Data supplied ▸
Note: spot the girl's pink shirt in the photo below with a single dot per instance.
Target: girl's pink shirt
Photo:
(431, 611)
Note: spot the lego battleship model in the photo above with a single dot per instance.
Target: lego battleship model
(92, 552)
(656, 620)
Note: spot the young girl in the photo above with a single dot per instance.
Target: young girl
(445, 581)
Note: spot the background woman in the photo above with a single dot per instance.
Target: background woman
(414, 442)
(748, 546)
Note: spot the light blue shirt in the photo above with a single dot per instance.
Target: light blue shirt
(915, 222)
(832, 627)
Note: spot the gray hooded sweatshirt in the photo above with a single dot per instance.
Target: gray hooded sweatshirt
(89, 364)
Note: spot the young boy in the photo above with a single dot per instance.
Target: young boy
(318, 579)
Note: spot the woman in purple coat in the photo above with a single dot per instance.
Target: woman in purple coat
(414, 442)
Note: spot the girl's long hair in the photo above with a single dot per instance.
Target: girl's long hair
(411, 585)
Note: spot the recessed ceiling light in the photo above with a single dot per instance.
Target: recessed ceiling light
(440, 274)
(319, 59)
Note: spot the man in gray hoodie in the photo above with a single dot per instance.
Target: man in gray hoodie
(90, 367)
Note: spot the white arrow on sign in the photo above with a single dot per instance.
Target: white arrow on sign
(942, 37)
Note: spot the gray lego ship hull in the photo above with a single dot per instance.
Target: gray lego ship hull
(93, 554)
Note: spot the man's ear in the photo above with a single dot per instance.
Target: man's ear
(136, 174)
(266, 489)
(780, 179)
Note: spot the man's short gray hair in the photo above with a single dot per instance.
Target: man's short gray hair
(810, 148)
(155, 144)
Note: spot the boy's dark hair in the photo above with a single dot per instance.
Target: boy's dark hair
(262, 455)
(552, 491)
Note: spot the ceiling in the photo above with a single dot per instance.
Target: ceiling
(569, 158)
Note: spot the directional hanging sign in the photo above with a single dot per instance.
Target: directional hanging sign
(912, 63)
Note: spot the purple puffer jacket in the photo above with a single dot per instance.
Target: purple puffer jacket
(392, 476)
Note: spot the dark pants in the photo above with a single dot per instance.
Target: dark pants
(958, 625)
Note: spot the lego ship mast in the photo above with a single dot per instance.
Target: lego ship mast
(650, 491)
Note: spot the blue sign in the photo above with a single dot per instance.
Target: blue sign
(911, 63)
--
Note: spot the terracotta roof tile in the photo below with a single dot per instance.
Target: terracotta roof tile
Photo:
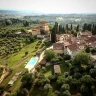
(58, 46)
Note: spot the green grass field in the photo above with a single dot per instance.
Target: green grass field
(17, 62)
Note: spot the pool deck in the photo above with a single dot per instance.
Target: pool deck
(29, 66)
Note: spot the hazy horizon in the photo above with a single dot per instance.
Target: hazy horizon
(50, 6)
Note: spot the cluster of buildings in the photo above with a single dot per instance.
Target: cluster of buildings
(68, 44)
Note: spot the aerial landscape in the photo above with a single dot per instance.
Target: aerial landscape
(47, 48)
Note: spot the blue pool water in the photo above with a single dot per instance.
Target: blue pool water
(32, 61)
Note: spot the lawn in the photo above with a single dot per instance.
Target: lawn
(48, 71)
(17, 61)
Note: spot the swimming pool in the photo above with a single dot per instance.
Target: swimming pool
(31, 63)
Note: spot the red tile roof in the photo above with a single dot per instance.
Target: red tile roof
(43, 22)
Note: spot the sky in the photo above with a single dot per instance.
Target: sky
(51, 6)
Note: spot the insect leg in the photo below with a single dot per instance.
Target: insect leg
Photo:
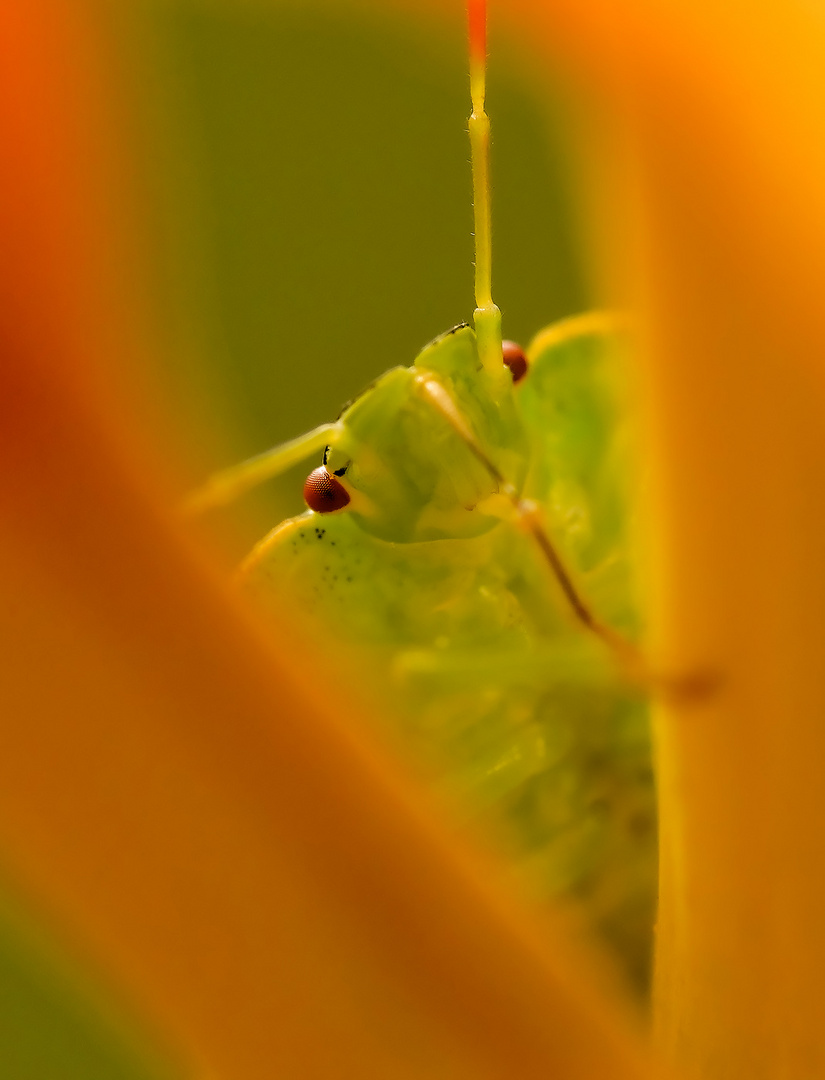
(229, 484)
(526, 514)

Set task ▸ Pull out every line from the entries above that contains the word "terracotta".

Finished answer ▸
Note: spot the terracotta roof tile in the photo below with a single dot per instance.
Target: terracotta roof tile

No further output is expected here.